■ Trecho da página:
--------------------

Atrações do C6 Fest, Cat Power e Pavement mostram como envelhecer com dignidade
Grandes nomes do indie rock se apresentaram nesta domingo (19)
Em sua descrição num aplicativo de karaokê, meu finado pai afirmava que a música “é imortal e não tem idade”. E o que parece uma platitude, e talvez até seja, foi algo que eu aprendi desde cedo, em casa, ouvindo de Beatles a Roberto Carlos, de Leno e Lilian a Jorge Ben. Em tempos tão novidadeiros, em que a rotatividade do streaming obriga os artistas a lançarem single atrás de single para se manterem relevantes ou ao menos interessante para o público jovem, tem algo de muito bonito em ver “música velha” ser reverenciada. E o que se viu no C6 Fest neste domingo, em São Paulo, foi uma ode a essa tal música que não tem idade e jamais morrerá.
Primeiro no show de Cat Power, que voltou ao Brasil depois de shows controversos em outra fase da vida e da carreira. Nos anos 1990 e 2000, Chan Marshall fez fama em cima de tristes canções indies e covers sofridas como “Sea of Love”, sucesso estrondoso de 1959 composto e gravado por Phil Phillips como um r&b, ganhando a alcunha de Queen of Sadcore, algo como Rainha da Música Triste.
Mas ali, no palco, o que se viu foi uma Chan, uma mulher de 52 anos, leve, feliz e apaixonada. Pela vida, pela serenidade encontrada com a sobriedade e pela música de Bob Dylan. Sua apresentação foi calcada no repertório do álbum “Cat Power Sings Dylan” que, por sua vez, recriou o lendário show do bardo no “Royal Albert Hall” (entre aspas, visto que não foi de fato gravado lá) em 1966 com uma banda espetacular.
Entre “It’s All Over Now Baby Blue” e “Mr. Tambourine Man” em interpretações elegantes, que mesclavam perfeitamente seu estilo de cantar com o de Dylan, ambos tão característicos, Cat Power se derretia em elogios ao Brasil e ao público, como se nós, que lotamos aquela tenda, estivéssemos dando a ela um presente e não o contrário. O público, formado em sua maioria por pessoas mais velhas, que não se vê em todo festival por aí, retribuía ao ouvir tantos clássicos, como numa comunhão.
Na sequência, o Pavement subiu ao palco homenageando a produtora mineira Fernanda Azevedo, morta na quinta-feira, aos 47 anos. Fã de Stephen Malkmus e militante da música independente desde que tudo era mato, Fer estava a caminho de São Paulo ver mais um show de sua banda preferida quando foi encontrada sem vida em casa, em Belo Horizonte. Na plateia, amigos, conhecidos e admiradores se abraçavam e comemoravam estar juntos –estarmos vivos depois de uma pandemia, afinal, é digno de celebração.

--------------------

■ Conjunto de tarefas:
(1) Segundo a reportagem sobre o C6 Fest, que apelido Cat Power recebeu nos anos 1990 e 2000?
(2) Dê sequência à reportagem sobre o C6 Fest, começando logo após a última frase apresentada.

[Dados de localização com um ponto por instância]

--------------------

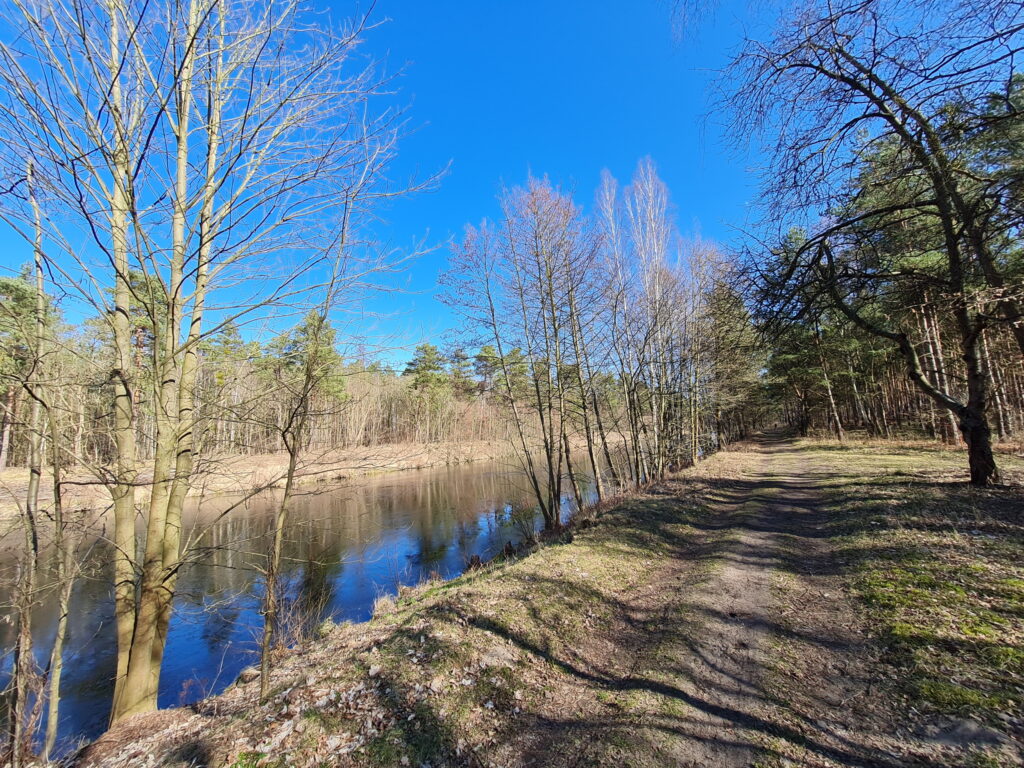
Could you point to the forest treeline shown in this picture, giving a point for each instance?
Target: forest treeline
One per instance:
(187, 175)
(891, 285)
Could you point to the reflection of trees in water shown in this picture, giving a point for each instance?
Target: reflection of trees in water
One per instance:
(436, 518)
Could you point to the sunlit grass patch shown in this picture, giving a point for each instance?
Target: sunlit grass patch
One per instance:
(938, 566)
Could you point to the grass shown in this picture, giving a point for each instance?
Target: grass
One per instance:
(579, 651)
(937, 564)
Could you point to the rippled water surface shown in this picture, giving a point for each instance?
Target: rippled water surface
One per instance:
(345, 547)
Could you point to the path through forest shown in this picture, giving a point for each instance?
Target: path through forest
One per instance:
(711, 621)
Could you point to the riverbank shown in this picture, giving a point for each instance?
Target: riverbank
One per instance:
(239, 474)
(783, 603)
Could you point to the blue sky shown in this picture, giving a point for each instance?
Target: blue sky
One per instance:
(564, 88)
(497, 90)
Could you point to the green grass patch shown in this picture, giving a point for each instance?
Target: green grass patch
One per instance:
(937, 564)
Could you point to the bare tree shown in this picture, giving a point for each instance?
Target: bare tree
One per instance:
(866, 108)
(195, 144)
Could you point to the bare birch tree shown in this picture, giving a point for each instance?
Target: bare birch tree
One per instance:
(192, 143)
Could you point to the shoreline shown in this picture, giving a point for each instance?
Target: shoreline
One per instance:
(242, 474)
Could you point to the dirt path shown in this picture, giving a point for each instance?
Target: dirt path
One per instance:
(744, 640)
(708, 623)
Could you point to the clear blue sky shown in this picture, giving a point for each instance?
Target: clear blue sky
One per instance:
(558, 87)
(563, 88)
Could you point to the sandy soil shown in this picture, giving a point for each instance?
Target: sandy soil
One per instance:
(239, 474)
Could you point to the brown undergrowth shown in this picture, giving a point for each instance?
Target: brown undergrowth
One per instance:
(788, 603)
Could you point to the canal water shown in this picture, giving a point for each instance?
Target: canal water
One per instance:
(346, 546)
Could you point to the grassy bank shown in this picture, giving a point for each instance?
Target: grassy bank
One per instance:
(237, 474)
(801, 603)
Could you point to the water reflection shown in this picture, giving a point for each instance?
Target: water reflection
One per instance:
(344, 548)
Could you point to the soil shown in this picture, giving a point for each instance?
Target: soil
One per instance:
(233, 474)
(710, 622)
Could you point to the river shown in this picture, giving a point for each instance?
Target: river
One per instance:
(346, 546)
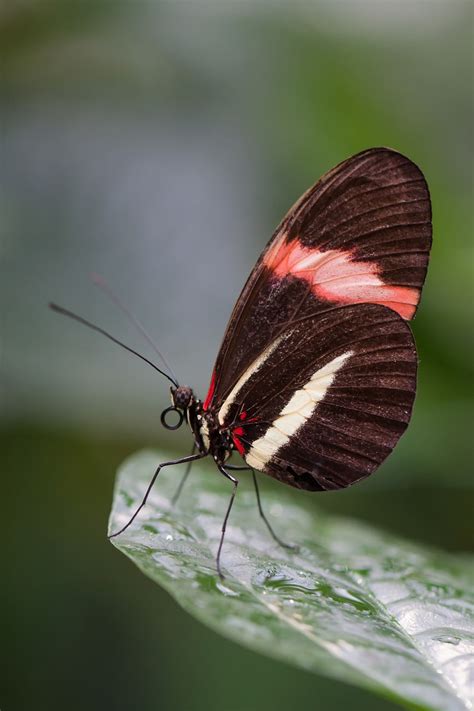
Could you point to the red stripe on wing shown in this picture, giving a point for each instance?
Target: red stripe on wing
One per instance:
(334, 275)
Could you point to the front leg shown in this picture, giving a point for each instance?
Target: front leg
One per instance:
(182, 460)
(226, 517)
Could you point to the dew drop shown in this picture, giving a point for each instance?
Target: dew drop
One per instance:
(448, 639)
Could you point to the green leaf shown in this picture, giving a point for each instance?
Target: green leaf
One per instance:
(353, 603)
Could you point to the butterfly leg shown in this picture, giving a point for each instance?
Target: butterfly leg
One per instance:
(226, 517)
(178, 491)
(182, 460)
(291, 546)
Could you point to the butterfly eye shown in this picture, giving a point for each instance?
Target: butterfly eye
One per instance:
(170, 424)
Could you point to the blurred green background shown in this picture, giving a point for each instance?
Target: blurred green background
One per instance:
(159, 143)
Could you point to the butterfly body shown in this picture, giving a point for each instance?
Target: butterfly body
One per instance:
(315, 380)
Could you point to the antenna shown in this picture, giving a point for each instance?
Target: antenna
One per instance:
(99, 281)
(75, 317)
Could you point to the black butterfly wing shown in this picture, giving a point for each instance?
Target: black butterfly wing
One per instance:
(361, 234)
(325, 403)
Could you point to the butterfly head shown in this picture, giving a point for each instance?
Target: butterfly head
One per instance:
(182, 397)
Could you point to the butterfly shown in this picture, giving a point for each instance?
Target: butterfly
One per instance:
(315, 380)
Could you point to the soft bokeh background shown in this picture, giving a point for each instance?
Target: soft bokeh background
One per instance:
(159, 143)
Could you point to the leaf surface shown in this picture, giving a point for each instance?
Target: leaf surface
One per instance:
(353, 603)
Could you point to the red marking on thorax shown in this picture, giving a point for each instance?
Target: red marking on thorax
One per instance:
(238, 444)
(210, 392)
(335, 276)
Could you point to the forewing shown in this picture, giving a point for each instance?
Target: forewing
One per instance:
(362, 234)
(325, 404)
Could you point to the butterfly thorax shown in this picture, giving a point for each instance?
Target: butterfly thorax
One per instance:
(210, 437)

--------------------

■ Resultados do exercício:
(1) Queen of Sadcore, algo como Rainha da Música Triste.

(2)
Em um setlist curto, mas extremamente certeiro, os tiozinhos californianos enfileiraram sucessos dos primórdios do indie rock, como “Gold Soundz” e “Stereo”, arrancando sorrisos incrédulos e lágrimas furtivas até do mais estoico dos marmanjos. a maioria ali já não tinha fartos cabelos como o vocalista e guitarrista Stephen Malkmus, de 57 anos, agora totalmente grisalhos. Mas o amor por aquelas canções que embalaram juventudes em inferninhos insalubres Brasil afora seguia firme e forte.
Em cima do palco adornado pelas artes do artista cearense Leonilson (1957-1993), a banda, que já se dissolveu e voltou à ativa um par de vezes (e jura que este foi seu último show), mostrou que as músicas das quais a gente gostava na juventude já não necessariamente significam a mesma coisa. Certamente o desejo por “settle down” cantado no hino “Range Life” já ganhou outras camadas para cada um dos presentes, mas nada ali soava datado ou fora do tom. Contrariando Neil Young (e Kurt Cobain por tabela), o que se viu na tenda do C6 Fest é que queimar de vez ou desaparecer aos poucos não são as únicas alternativas.
Numa noite de 2024, dois grandes nomes dos anos 1990 subiram ao palco para tocar músicas de outros tempos e mostraram que é possível seguir seu caminho, encontrar a paz na maturidade e envelhecer dignamente, com orgulho de cada ruga conquistada.